* _Request_: Produce a word-for-word copy of the listing below without its pictures.

* _Exercise inputs_:
○ ○ ○ ○
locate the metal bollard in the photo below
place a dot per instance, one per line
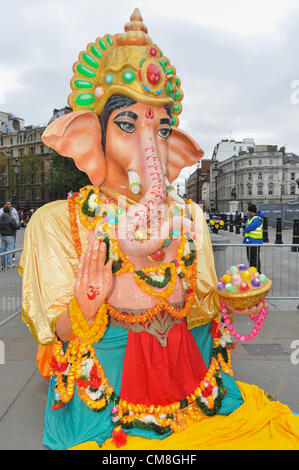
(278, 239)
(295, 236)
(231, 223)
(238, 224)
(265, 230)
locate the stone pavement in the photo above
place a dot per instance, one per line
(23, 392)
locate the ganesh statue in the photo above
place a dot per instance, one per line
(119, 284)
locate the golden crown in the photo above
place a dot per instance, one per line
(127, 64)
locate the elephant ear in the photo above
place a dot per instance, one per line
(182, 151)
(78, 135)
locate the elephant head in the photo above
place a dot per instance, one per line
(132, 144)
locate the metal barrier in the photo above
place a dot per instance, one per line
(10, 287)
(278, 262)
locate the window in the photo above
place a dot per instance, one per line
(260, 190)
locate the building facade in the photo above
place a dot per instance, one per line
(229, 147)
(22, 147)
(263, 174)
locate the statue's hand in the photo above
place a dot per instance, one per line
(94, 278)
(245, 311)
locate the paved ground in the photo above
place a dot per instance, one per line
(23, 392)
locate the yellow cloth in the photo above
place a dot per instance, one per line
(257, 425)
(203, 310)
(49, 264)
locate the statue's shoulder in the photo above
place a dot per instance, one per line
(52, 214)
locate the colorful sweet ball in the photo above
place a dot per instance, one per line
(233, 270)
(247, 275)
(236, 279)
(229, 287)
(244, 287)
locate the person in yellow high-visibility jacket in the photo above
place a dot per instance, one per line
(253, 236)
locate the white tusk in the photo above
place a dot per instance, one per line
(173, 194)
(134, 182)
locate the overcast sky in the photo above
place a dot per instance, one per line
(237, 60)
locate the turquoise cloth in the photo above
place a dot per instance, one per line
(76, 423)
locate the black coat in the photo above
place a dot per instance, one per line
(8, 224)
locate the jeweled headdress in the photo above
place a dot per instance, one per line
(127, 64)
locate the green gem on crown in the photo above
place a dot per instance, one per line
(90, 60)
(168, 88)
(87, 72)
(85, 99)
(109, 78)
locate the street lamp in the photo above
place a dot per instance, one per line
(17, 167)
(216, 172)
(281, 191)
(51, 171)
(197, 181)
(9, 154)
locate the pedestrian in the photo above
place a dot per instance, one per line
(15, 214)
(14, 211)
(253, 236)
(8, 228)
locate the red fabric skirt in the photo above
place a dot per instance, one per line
○ ○ ○ ○
* _Correct response_:
locate the metal bollard in the photo below
place a dot per instance, one per line
(278, 239)
(295, 236)
(231, 223)
(238, 224)
(265, 230)
locate the stone pavement in the photo above
place a dot per instance, one per line
(23, 392)
locate the ganesh statue in the photo above
place a dot per instance, one per line
(119, 284)
locate the golden crown in the photo above
place a dot per instance, one per line
(127, 64)
locate the elephant ear in the photo above
place a dot per instance, one per line
(182, 151)
(78, 135)
locate the elephant head in the photo above
place a dot per instance, one per line
(132, 144)
locate the metal barrier in the photo above
place a dot per instance, one per line
(10, 287)
(278, 262)
locate the window in the photo above
place a dot per instance, one per line
(260, 190)
locate the building facade in the photo above
place a dot per instance, one per line
(229, 147)
(22, 147)
(263, 174)
locate the statue's hand in the photo above
place a dot per instance, one per line
(94, 278)
(245, 311)
locate the paved ground in the photo above
place a dot per instance, one per line
(23, 392)
locate the yellow cloth in the photo above
place a dot per instance, one per line
(257, 425)
(203, 310)
(49, 264)
locate the statue's shoulder in the photo above
place a dot per instance, one per line
(52, 214)
locate the colorful sweet ball in the photo above
place a dot per instance, one per line
(233, 270)
(247, 275)
(236, 279)
(229, 287)
(244, 287)
locate the person in yellow high-visibility jacket in the photo above
place a dot per instance, one per line
(253, 236)
locate the white tusk in the photo above
place a dot per instance, one per line
(173, 194)
(134, 182)
locate the overcast sky in the photo above
place a dot per instance, one per line
(237, 60)
locate the turquoise cloth in the photo above
place a dot per instance, one per line
(76, 423)
locate the black coat in the photo above
place a dot per instance, one per line
(8, 224)
locate the jeweled headdress in the photo above
place a dot per instance, one per line
(127, 64)
locate the green gem on crown in the photo above
place a dot per instance, one per line
(90, 60)
(168, 88)
(87, 72)
(85, 99)
(109, 78)
locate the street lamp in the photo above
place a dot per instance, one per line
(17, 167)
(216, 172)
(281, 191)
(51, 171)
(197, 181)
(9, 154)
locate the pedestrian in the photo above
place a dot per instance, one per line
(15, 214)
(14, 211)
(253, 236)
(8, 228)
locate the red fabric skirt in the photo above
place a dot per instance, one per line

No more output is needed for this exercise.